→ **Task to complete**: Put the lines below into a Markdown table with two columns, Row and Line. Number each line in the Row column, and leave out any blank lines.

start

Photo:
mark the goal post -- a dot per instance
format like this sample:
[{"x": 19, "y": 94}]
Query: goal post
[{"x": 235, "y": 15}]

end

→ **Solution**:
| Row | Line |
|---|---|
| 1 | Photo: |
| 2 | mark the goal post -- a dot per instance |
| 3 | format like this sample: |
| 4 | [{"x": 19, "y": 94}] |
| 5 | Query: goal post |
| 6 | [{"x": 235, "y": 15}] |